_Task details_. Retype the material without alteration, beginning at the line that contains "of the bush." and continuing through the final line of the material, both ends included.

_Supplied data_.
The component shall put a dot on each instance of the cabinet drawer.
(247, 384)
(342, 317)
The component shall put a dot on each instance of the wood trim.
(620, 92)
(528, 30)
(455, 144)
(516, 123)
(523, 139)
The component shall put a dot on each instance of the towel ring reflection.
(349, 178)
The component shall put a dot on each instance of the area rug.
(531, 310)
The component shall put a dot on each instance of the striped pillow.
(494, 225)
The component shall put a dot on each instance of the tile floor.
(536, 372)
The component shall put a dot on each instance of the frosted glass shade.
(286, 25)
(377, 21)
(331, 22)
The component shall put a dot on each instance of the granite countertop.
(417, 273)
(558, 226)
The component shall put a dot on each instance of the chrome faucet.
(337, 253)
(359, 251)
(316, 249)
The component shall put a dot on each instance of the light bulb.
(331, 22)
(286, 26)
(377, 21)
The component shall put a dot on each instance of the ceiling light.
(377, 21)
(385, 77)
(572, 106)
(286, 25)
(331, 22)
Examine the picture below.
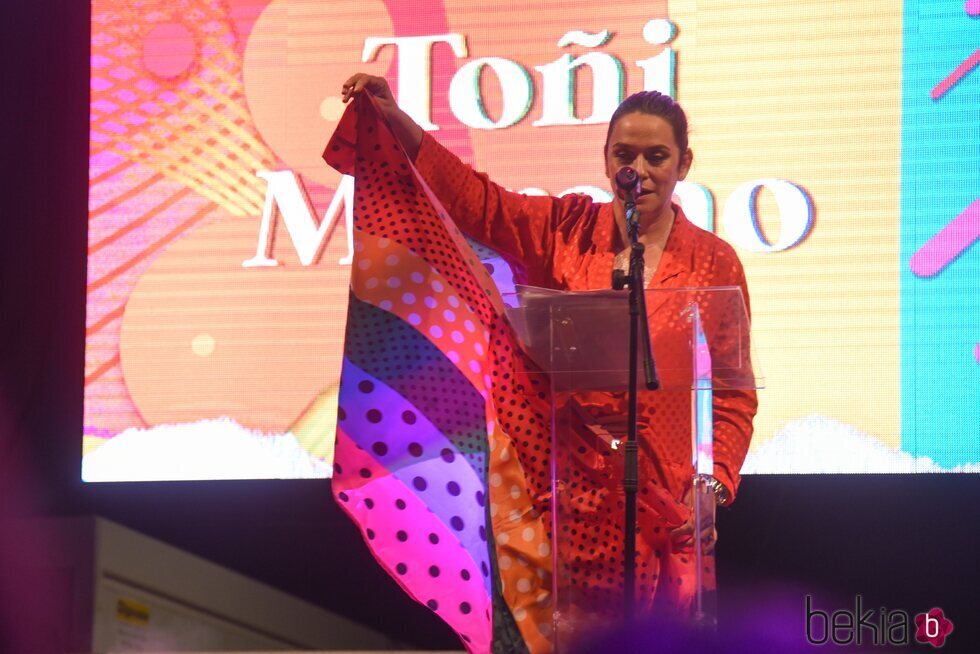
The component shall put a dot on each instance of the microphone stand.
(639, 325)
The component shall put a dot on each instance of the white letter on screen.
(466, 101)
(742, 221)
(659, 71)
(558, 94)
(415, 70)
(285, 192)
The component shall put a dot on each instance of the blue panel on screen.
(939, 229)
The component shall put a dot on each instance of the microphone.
(628, 181)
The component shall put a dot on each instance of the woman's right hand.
(406, 129)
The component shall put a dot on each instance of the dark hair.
(653, 103)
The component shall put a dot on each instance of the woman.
(574, 243)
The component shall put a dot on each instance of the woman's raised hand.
(406, 129)
(376, 86)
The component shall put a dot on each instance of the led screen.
(836, 147)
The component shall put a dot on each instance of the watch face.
(940, 224)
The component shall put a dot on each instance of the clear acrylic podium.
(701, 346)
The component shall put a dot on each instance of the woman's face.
(646, 143)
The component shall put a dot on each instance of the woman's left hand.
(683, 535)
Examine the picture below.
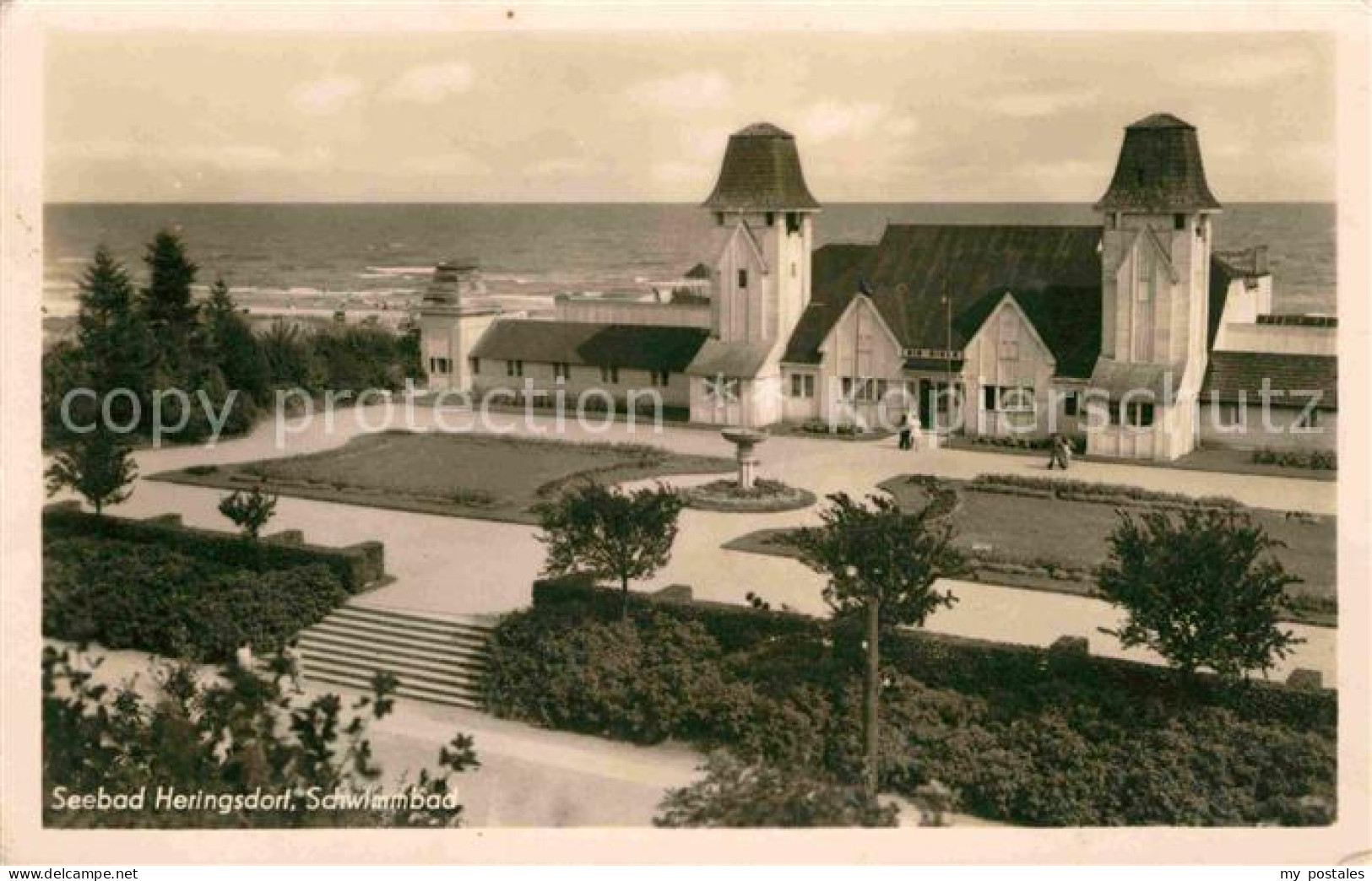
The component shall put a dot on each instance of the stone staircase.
(435, 657)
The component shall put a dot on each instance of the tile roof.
(1159, 170)
(762, 173)
(630, 346)
(834, 275)
(1234, 372)
(739, 359)
(1054, 272)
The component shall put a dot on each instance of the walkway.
(461, 565)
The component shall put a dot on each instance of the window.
(1139, 413)
(1143, 291)
(1007, 398)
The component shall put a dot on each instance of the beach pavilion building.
(1132, 332)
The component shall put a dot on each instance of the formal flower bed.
(766, 495)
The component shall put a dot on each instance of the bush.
(355, 567)
(1018, 733)
(131, 596)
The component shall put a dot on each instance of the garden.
(1018, 734)
(468, 475)
(184, 593)
(1051, 534)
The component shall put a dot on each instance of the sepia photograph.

_Task answer_.
The component shall put a dot on each instance of the bush.
(355, 567)
(1018, 733)
(131, 596)
The component shall put a dot on each instance of the garden.
(1018, 734)
(468, 475)
(184, 593)
(1051, 534)
The component shall put a dot on each instance of the sepia photograph.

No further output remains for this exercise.